List of tasks:
[A] In the article on presidential term limits, what position does Prof H Kwasi Prempeh hold?
[B] From the article on presidential term limits, copy the stretch from "Speaking in an" through "for presidency again." word for word.

Source text:
++++++

Prof Prempeh (left) has refuted Blay’s assertion of a possibility of Mahama going for a 3rd term
The Chairman of the Constitutional Review Committee, Prof H Kwasi Prempeh, has challenged the assertion by former NPP Chairman, Freddie Blay, that a Supreme Court interpretation of a provision in the 1992 Constitution on presidential term limits, can lead to President John Dramani Mahama running for a third term.
Speaking in an interview on Oyerepa FM on Wednesday, June 11, 2025, Blay claimed that the apex court of the land can interpret the constitution to permit President Mahama to run for presidency again.
“The law is in the bosom of the judges. If it goes to the Supreme Court, which has the exclusive judicial right to interpret the constitution – and that body decides that what it means by two terms is conservatively this or that, I don’t have a problem with it.
“The law court does not vote for a president. It is the individuals who constitute the panel who may look at a case, and they have only one vote each. It is the people of this country who will vote,” he said.

++++++

Records from a data source
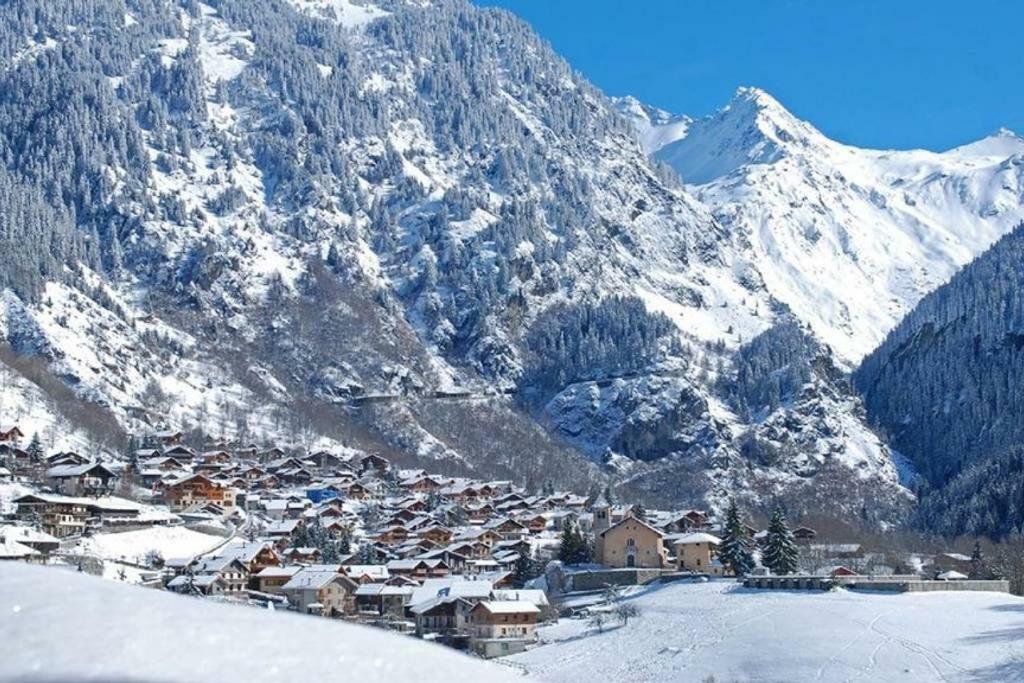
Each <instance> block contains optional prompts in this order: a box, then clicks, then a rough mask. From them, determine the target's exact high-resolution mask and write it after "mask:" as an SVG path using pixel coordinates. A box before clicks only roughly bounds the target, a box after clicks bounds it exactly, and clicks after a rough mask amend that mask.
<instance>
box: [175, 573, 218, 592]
mask: <svg viewBox="0 0 1024 683" xmlns="http://www.w3.org/2000/svg"><path fill="white" fill-rule="evenodd" d="M167 590H169V591H173V592H175V593H182V594H184V595H203V596H206V597H211V596H217V595H224V594H225V593H226V592H227V587H226V585H225V583H224V580H223V579H222V578H221V577H220V575H219V574H216V573H207V574H198V575H194V574H181V575H178V577H175V578H174V579H172V580H171V581H170V582H168V584H167Z"/></svg>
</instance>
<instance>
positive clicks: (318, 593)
mask: <svg viewBox="0 0 1024 683" xmlns="http://www.w3.org/2000/svg"><path fill="white" fill-rule="evenodd" d="M356 588H358V586H357V585H356V584H355V582H353V581H352V580H351V579H349V578H348V577H345V575H343V574H341V573H339V572H338V571H334V570H331V569H321V568H307V569H303V570H301V571H299V572H298V573H296V574H295V575H294V577H292V579H291V580H289V582H288V583H287V584H285V585H284V586H283V587H282V588H281V593H282V595H284V596H285V597H286V598H288V602H289V603H290V604H291V606H292V607H293V608H295V609H296V610H298V611H300V612H303V613H309V614H323V615H324V616H341V615H344V614H351V613H353V612H354V611H355V599H354V597H353V594H354V593H355V590H356Z"/></svg>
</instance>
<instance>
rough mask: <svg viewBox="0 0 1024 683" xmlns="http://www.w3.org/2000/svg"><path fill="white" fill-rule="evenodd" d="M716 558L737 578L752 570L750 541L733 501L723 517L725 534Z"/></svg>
mask: <svg viewBox="0 0 1024 683" xmlns="http://www.w3.org/2000/svg"><path fill="white" fill-rule="evenodd" d="M718 556H719V559H721V560H722V563H723V564H724V565H725V566H726V567H728V568H729V569H731V570H732V572H733V573H735V574H736V575H737V577H740V575H743V574H745V573H749V572H750V571H751V570H752V569H754V554H753V553H752V552H751V541H750V538H748V535H746V527H745V526H744V525H743V521H742V519H741V518H740V516H739V508H737V507H736V502H735V501H733V502H732V503H730V504H729V511H728V512H727V513H726V516H725V533H724V537H723V539H722V545H721V546H719V550H718Z"/></svg>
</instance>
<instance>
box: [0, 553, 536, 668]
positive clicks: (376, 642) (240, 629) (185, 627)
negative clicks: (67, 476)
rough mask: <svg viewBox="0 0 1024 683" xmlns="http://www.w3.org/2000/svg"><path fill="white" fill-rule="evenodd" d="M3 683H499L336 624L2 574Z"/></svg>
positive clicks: (465, 665)
mask: <svg viewBox="0 0 1024 683" xmlns="http://www.w3.org/2000/svg"><path fill="white" fill-rule="evenodd" d="M0 613H2V614H3V615H2V616H0V642H2V643H3V652H4V654H3V656H2V657H0V679H2V680H49V681H56V680H75V681H85V680H89V681H98V680H108V681H110V680H133V681H168V682H170V681H187V682H189V683H190V682H191V681H248V682H249V683H259V682H260V681H267V682H272V683H280V681H291V680H348V681H361V682H365V683H374V682H375V681H402V680H408V681H444V682H445V683H449V682H451V681H467V680H476V681H498V682H501V681H506V680H519V679H517V678H516V677H513V676H511V675H510V674H509V673H508V672H506V671H505V670H503V669H502V668H501V667H498V666H488V665H486V664H483V663H481V661H474V660H473V659H471V658H470V657H468V656H466V655H464V654H460V653H458V652H455V651H454V650H450V649H446V648H444V647H441V646H439V645H431V644H428V643H425V642H422V641H418V640H414V639H412V638H408V637H402V636H397V635H393V634H388V633H386V632H384V631H379V630H374V629H370V628H368V627H367V628H365V627H356V626H351V625H347V624H341V623H338V622H335V621H331V620H326V618H317V617H312V616H300V615H297V614H288V613H282V612H276V613H270V612H267V611H266V610H261V609H255V608H248V607H239V606H229V605H222V604H214V603H211V602H206V601H201V600H196V599H190V598H184V597H181V596H177V595H171V594H169V593H163V592H159V591H152V590H147V589H141V588H134V587H127V586H124V585H121V584H117V583H114V582H106V581H102V580H99V579H96V578H93V577H87V575H85V574H81V573H77V572H75V571H68V570H62V569H58V568H54V567H36V566H30V565H24V564H19V563H13V562H6V563H3V564H2V566H0Z"/></svg>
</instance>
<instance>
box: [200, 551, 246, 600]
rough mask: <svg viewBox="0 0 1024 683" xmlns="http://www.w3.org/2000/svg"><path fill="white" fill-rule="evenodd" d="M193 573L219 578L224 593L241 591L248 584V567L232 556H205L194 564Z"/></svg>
mask: <svg viewBox="0 0 1024 683" xmlns="http://www.w3.org/2000/svg"><path fill="white" fill-rule="evenodd" d="M195 574H196V575H197V577H202V575H216V577H218V578H220V580H221V582H222V592H223V593H226V594H238V593H241V592H242V591H244V590H246V588H248V586H249V569H248V567H246V565H245V564H243V563H242V561H241V560H239V559H237V558H234V557H206V558H204V559H203V560H201V561H200V562H199V563H198V564H197V565H196V567H195Z"/></svg>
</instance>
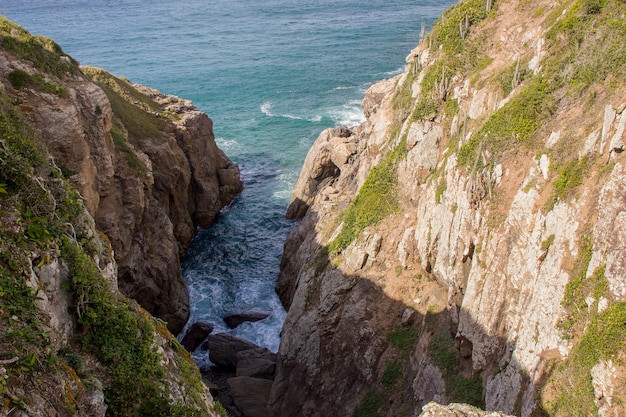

++++++

Expected outputs:
[A] He is the Chairman of the Constitutional Review Committee.

[B]
Speaking in an interview on Oyerepa FM on Wednesday, June 11, 2025, Blay claimed that the apex court of the land can interpret the constitution to permit President Mahama to run for presidency again.